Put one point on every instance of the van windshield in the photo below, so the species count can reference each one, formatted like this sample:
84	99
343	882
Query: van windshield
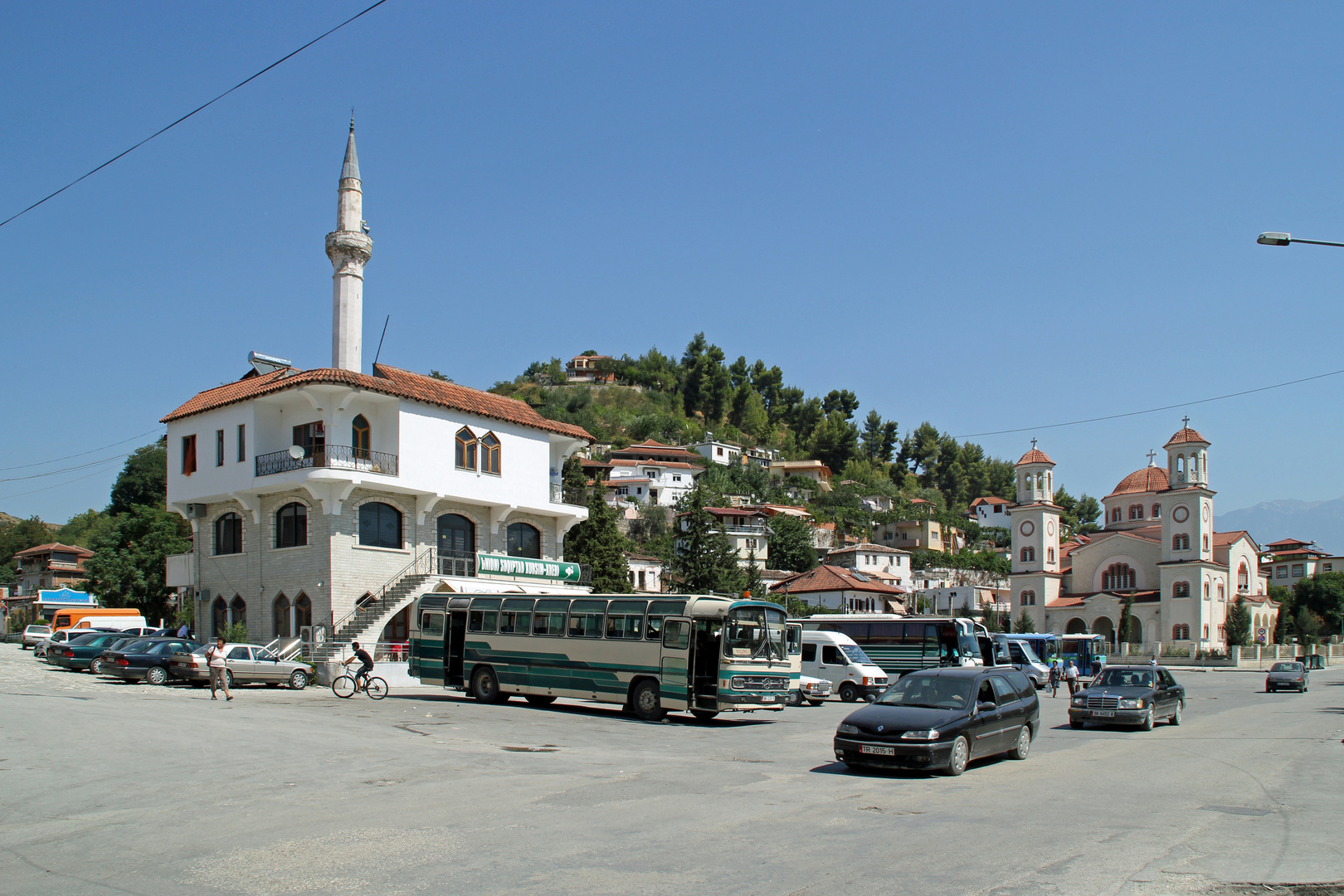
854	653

------

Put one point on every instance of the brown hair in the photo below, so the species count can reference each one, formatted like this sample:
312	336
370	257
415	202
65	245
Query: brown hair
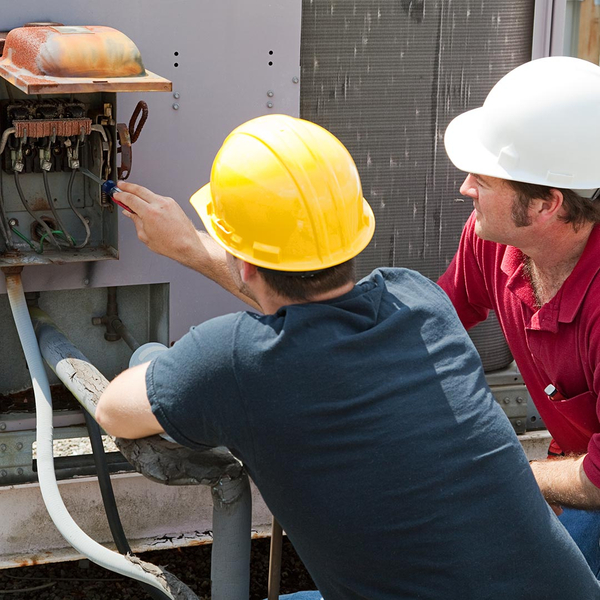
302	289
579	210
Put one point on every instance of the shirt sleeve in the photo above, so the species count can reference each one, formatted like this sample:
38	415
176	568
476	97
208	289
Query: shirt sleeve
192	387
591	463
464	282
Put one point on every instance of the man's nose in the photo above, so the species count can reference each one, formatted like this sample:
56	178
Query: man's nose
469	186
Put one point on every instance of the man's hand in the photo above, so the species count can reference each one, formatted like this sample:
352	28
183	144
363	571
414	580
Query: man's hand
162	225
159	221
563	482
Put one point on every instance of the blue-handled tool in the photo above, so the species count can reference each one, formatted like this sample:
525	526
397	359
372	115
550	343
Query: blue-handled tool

------

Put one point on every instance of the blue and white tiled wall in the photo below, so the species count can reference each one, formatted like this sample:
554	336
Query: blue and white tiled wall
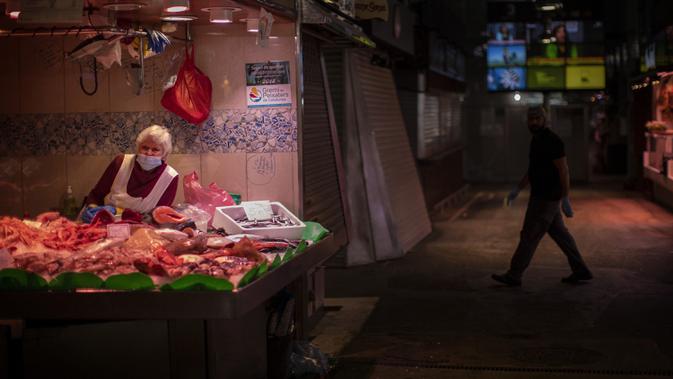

------

→ TASK GOAL:
Output everything in the data above from the line containing "Put one point on every instance of the shirt" down to the line containing "Query: blue-handled tool", including both of those lines and changing nothing.

→ THE RESULT:
Put one point on every instance of the shirt sleeve in the photo above, so the species count can reference each one, formatted like this sample:
38	415
176	568
476	97
208	289
Query: shirt sleeve
192	387
591	463
464	282
Put one point on every instance of the man's nose in the photo above, so the species count can reference each one, formatted like this sample:
56	178
Query: man's nose
469	186
Put one point on every instance of the man's hand in the photo above, so the species count can reference each one, formatted like this sample:
352	28
183	144
363	571
414	580
Query: man's hand
162	225
159	221
563	482
Put one point on every instance of the blue-handled tool in the photo above, so the species count can reference each one, formatted like this sample:
525	526
397	359
372	115
550	343
Query: blue-handled tool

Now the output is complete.